Since we are apparently examining the actions of the worst possible human beings...

What happens when the person you described ("slum lord") is the person making the rules? Since a sufficient percentage of humanity is this kind of person that it warrants discussion, what happens when a bunch of stupid or evil people elect such an individual into a position of power?

In fact, these types of people thrive in government, and what happens is what you see today. Laws that harm rather than help, regulations which help the entrenched business interests instead of protecting individuals, etc.

Obviously. You don't need rules for decent people. They do decent things anyway. Rules are there to keep the other ones from messing things up.

What will happen if a bad person is elected into a position of power? Bad things obviously. Look at germany in the 30:ies where Hitler was elected in a democratic way. And then you should look at how germany has setup their system today, where there are checks and balances to keep things like that from happening again. They learned a thing or two from that episode.

Are there bad laws in any society? Yes. Are they put there intentionally to screw people over by evildoers? No. Most of the time it's unintended consequences of the laws that screw people. Should the laws be changed when these consequences are discovered? Yes. Are the regulations there to prevent competition and protect 'old' companies? No. They're there to protect people and property.

######

■ Requests ■
1/ According to the text, why don't decent people need rules?
2/ Identify each line of the records that contains the word "narrow", and copy those lines.

(Object pointing dataset rows)

######

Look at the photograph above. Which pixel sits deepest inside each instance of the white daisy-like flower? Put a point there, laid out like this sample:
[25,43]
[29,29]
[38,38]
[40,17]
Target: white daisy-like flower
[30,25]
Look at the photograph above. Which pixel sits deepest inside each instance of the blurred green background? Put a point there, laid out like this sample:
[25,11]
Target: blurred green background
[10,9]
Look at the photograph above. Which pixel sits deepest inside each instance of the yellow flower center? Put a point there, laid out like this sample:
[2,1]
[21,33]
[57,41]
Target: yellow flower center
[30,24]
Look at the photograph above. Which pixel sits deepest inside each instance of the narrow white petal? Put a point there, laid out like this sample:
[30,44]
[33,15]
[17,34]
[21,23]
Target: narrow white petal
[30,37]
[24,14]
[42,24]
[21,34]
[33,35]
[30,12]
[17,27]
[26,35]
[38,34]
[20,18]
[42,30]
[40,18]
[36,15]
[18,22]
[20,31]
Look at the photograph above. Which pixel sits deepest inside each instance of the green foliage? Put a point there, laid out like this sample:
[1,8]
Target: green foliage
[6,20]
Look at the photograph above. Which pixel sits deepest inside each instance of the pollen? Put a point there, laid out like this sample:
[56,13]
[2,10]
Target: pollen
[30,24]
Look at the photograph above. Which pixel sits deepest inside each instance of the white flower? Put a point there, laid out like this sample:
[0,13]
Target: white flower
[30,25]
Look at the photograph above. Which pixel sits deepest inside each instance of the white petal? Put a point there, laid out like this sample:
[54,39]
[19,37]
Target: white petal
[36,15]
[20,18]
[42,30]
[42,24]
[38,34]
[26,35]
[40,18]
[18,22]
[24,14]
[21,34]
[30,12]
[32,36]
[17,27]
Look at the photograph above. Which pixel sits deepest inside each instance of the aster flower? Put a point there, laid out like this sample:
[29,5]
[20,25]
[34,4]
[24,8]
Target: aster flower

######

■ Worked answers ■
1/ They do decent things anyway.

2/
Look at the photograph above. Which pixel sits deepest inside each instance of the narrow white petal? Put a point there, laid out like this sample:
Target: narrow white petal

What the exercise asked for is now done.